→ Work request A:
Say whether each statement agrees with the forum thread about a toddler's interest in breasts after weaning, answering yes or no and quoting the words from the thread that decide it. (i) The son was breastfed until he was two years old. (ii) The son was weaned about six months ago. (iii) One reply says the writer's own son stopped nursing at 9 to 12 months.
→ Work request B:
Write a continuation of the forum thread about a toddler's interest in breasts after weaning, starting right after its final sentence.

→ Excerpt to read:
|---|

Y.C.
Yes my daughter can't see nipples without "pinch" them, my husband now hides when he has to change, lol.
I breastfed my son until he was two years old. I stay at home with both of my children. Since I've weaned my son he has been obsessed with my boobs! He likes to lay on them, hug them and he tries to stick his hand down my shirt but I won't let him. Does anyone else go through this? He was weaned about three months ago.
Can anyone suggest a way to get him to stop? Nothing seems to be working. It's annoying and embarrassing.
I figured I would add this since it's not such a freakish thing but my husband and I started calling our son Tyler the Twiddler lolol...behind his back of course :-)
Yes my daughter can't see nipples without "pinch" them, my husband now hides when he has to change, lol.
Most toddlers I've known go through this phase. Both with family and outsiders (it's a frequent thing preschool teachers and pediatric nurses have to gently "redirect" with their students/ charges.
Breasts are great things. They warm, soft, out there, and kinda fun to play with. "Everybody needs a bosom for a pillow, everybody needs a bosom."
Even for children who were NEVER nursed, those who transitioned early (9-12mo, like my son) and those who followed World Health Org reccomendations (2ish)... toddlers like breasts. They're tactile, comforting (ever remember laying your head on your mom's chest as a child?), have a heartbeat behind them... in addition to the whole we dress them up in sparkly/lacy/pretty things, and hide them.... in addition to the whole jiggly factor of them (and excluding the whole sexual aspect at this age, but later on straight boys/bi girls/lesbians and hetero girls all get pretty entranced by them in our culture (in other cultures breasts are as sexy as elbows... meaning not at all).
And toddlers who did "extended" (aka normal for over 60,000 years, normal in this country until WWII, and still normal in most parts of the world) breast feeding are going through a double transition of normal curiosity AND "okay these aren't mine anymore".
ANYHOW working with kids, you just get used to moving their hand away and redirecting them.

|---|

→ Records:

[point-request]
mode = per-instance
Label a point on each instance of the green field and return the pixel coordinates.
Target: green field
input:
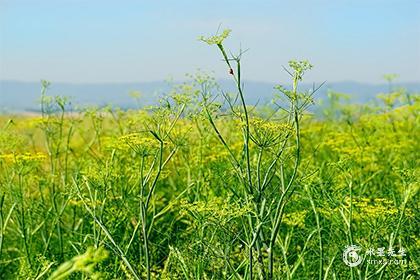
(204, 186)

|---|

→ Task answer A:
(i) Yes: "I breastfed my son until he was two years old."
(ii) No: "He was weaned about three months ago."
(iii) Yes: "those who transitioned early (9-12mo, like my son)"

→ Task answer B:
Anthropologically speaking... cultures where breasts AREN'T tied to sex (like in many parts of africa and some tropical regions) kids play with them the same way they play with other body parts. I mean... how many times has your toddler stroked your arm? Or your thigh? ((A grad student friend of mine says the women SHE works with -in an area in central africa- struggle over their toddlers touching their THIGHS... which are HUGE sex objects in that culture. They get very stressed out about it, because it's SO inappropriate to have a child sitting on your lap (babies of course are different, but toddler KEEP trying to climb in their laps, how MORTIFYING!!!), or touching your thighs... but they're right at toddler height... etc.))
So don't stress too much. The sex part, we all just add ourselves. Toddlers are just toddlers, the world over... and have to be taught that an area is taboo.
My oldest son is 21 months and still loves my breasts. I stopped nursing him at 9 months, he wouldnt take it when I got pregnant with my second son, who is now 3 months. It is perfectly normal for the attachment, especially if you nursed for so long. Its a total comfor thing. my oldest still outs his hand on my breast when hes sleepy, its ok. Now he pats it and says "baby num-nums" when I get ready to feed my baby :)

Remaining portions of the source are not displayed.